*Exercise:* A complete, exact copy of the records is needed here.

*** Block opens ***

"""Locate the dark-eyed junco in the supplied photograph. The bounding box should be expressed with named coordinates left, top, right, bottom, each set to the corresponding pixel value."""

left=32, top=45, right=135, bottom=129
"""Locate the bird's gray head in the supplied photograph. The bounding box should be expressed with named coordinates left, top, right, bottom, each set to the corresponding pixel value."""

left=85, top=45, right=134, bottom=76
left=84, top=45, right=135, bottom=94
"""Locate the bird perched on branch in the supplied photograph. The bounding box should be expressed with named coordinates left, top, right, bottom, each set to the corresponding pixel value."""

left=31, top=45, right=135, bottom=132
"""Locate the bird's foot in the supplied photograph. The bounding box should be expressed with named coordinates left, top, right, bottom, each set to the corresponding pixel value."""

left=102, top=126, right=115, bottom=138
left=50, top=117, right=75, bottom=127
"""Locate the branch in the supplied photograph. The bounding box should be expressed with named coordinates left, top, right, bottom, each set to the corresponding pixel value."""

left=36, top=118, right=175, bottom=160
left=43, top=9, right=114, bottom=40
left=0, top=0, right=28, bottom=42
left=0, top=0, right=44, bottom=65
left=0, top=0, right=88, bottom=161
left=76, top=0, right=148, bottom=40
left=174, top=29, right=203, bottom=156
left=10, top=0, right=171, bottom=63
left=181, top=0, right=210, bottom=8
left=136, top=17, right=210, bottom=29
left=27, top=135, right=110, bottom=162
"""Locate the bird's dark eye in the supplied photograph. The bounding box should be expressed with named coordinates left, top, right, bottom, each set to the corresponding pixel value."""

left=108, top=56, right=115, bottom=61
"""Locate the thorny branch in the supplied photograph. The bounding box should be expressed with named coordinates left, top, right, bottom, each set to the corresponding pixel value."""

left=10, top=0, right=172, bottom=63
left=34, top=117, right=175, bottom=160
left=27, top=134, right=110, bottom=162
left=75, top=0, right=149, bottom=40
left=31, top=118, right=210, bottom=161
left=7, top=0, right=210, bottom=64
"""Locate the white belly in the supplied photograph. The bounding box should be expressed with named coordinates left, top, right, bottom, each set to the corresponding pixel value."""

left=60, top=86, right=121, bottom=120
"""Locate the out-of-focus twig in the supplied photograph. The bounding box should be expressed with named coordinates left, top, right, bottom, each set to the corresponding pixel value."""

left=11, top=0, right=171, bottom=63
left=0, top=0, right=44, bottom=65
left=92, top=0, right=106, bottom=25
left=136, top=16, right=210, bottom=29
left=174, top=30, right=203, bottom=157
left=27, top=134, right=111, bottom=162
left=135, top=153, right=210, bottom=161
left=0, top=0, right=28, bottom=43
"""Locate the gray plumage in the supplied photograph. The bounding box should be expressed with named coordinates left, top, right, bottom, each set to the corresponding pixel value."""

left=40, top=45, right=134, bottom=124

*** Block closes ***

*Answer below:*
"""Locate the dark-eyed junco in the supplied photograph. The bounding box should be expressed with named coordinates left, top, right, bottom, each set to the corresponding pixel value."""

left=32, top=45, right=135, bottom=129
"""Locate the bird's gray head in the supplied photograph. The bounding box should be expressed with named coordinates left, top, right, bottom, each set to the corresponding pixel value."""

left=85, top=45, right=134, bottom=76
left=84, top=45, right=135, bottom=94
"""Locate the bird perched on branch in the supplied photograph. The bounding box should be expressed with named coordinates left, top, right, bottom, each set to the corresponding pixel value."""

left=31, top=45, right=135, bottom=132
"""Locate the bird's foot in the supplied photograph. The bounding box should be expressed with named coordinates left, top, right, bottom, each set to the corresponding pixel value."""

left=102, top=126, right=115, bottom=138
left=50, top=117, right=75, bottom=127
"""Locate the branch in the supplied photograph. The bounding box should be expressed with named coordinates left, top, right, bottom, each set to the corresponding pixel value."""

left=36, top=118, right=175, bottom=160
left=43, top=9, right=114, bottom=40
left=0, top=0, right=28, bottom=42
left=0, top=0, right=44, bottom=65
left=0, top=0, right=88, bottom=161
left=76, top=0, right=148, bottom=40
left=174, top=29, right=203, bottom=156
left=10, top=0, right=171, bottom=63
left=181, top=0, right=210, bottom=8
left=136, top=17, right=210, bottom=29
left=27, top=135, right=110, bottom=162
"""Locate the bird's dark eye in the supplied photograph. The bounding box should be expressed with named coordinates left, top, right, bottom, each set to the corresponding pixel value."""

left=108, top=56, right=115, bottom=61
"""Locate the thorny branch in the supplied photograph. The bounding box should be expressed with named coordinates left, top, right, bottom, each set to the corresponding pixel value."""

left=10, top=0, right=172, bottom=63
left=34, top=117, right=175, bottom=160
left=27, top=134, right=110, bottom=162
left=75, top=0, right=149, bottom=40
left=31, top=118, right=210, bottom=161
left=7, top=0, right=210, bottom=64
"""Locate the white belly in the supplied photograph. The bounding box should be expressed with named coordinates left, top, right, bottom, each set to the corresponding pixel value."""

left=60, top=86, right=121, bottom=120
"""Locate the out-of-focus twig in the supplied photograph. The bounding box should be expressed with named coordinates left, top, right, bottom, each set to the corresponding pixel value."""

left=11, top=0, right=171, bottom=63
left=0, top=0, right=44, bottom=65
left=92, top=0, right=106, bottom=25
left=136, top=16, right=210, bottom=29
left=174, top=30, right=203, bottom=157
left=27, top=134, right=111, bottom=162
left=135, top=153, right=210, bottom=161
left=0, top=0, right=28, bottom=43
"""Locate the gray plumage in the supplied photograph. The bounding box should be expressed with named coordinates left, top, right, bottom, each set to the corresponding pixel value."""

left=40, top=45, right=134, bottom=124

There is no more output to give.